---------- TASK DATA ----------

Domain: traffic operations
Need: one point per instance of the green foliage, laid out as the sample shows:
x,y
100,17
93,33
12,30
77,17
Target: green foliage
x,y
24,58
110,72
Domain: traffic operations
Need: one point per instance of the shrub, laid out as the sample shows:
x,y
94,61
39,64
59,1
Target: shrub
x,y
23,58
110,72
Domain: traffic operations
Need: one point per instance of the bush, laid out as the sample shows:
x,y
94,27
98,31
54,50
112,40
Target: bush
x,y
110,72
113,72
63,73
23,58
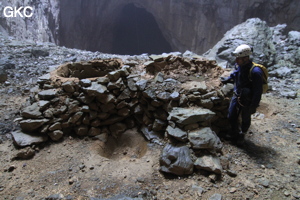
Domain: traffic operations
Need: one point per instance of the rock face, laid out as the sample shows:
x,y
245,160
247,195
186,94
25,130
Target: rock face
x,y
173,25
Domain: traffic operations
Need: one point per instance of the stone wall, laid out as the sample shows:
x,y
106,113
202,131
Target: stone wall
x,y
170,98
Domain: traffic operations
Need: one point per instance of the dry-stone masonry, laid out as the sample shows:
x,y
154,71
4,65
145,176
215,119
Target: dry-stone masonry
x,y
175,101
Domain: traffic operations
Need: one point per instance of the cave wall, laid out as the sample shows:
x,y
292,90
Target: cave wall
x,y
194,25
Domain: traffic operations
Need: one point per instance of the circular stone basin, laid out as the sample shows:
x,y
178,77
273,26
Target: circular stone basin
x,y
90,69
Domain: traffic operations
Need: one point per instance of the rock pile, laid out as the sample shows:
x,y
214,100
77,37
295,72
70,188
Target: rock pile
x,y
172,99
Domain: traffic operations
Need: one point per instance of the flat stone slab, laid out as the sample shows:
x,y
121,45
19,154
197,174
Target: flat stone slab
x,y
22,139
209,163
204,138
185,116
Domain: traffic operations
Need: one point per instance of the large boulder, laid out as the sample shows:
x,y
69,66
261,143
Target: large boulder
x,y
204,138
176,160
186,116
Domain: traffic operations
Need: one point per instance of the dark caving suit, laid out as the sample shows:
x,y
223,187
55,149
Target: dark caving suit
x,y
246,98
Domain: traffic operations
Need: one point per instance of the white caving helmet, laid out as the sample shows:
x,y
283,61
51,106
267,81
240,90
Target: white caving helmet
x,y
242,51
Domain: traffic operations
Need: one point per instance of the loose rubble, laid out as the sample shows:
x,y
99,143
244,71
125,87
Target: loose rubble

----------
---------- TASK DATA ----------

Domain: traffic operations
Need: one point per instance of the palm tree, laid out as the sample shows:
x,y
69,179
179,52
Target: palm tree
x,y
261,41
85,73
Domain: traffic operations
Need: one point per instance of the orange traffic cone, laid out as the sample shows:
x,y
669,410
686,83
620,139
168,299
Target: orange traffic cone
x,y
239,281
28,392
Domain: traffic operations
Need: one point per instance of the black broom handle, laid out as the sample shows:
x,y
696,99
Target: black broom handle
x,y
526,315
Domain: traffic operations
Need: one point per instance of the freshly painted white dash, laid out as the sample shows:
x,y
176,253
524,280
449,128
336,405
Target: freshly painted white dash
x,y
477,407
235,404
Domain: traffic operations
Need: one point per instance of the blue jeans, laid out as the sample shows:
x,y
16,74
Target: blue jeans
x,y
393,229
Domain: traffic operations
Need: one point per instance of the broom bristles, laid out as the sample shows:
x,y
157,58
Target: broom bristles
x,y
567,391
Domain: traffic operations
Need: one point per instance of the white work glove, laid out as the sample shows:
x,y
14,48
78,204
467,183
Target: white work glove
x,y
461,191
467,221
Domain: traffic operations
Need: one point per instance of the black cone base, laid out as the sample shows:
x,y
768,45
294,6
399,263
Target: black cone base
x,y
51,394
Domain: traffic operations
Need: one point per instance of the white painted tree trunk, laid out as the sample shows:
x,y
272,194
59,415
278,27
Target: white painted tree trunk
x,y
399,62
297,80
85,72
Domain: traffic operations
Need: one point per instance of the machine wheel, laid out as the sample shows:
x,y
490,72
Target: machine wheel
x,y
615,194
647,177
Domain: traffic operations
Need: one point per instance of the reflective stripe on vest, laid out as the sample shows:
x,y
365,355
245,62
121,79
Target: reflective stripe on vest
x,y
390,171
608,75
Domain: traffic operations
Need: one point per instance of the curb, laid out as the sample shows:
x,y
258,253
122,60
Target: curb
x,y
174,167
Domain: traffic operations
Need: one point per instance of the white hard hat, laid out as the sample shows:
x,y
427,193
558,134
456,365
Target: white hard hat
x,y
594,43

----------

WHAT THE TASK REQUIRES:
Reproduce every line above containing "loose".

TASK OUTPUT:
Need: one point per instance of the loose rubble, laid out as the sample shows:
Target: loose rubble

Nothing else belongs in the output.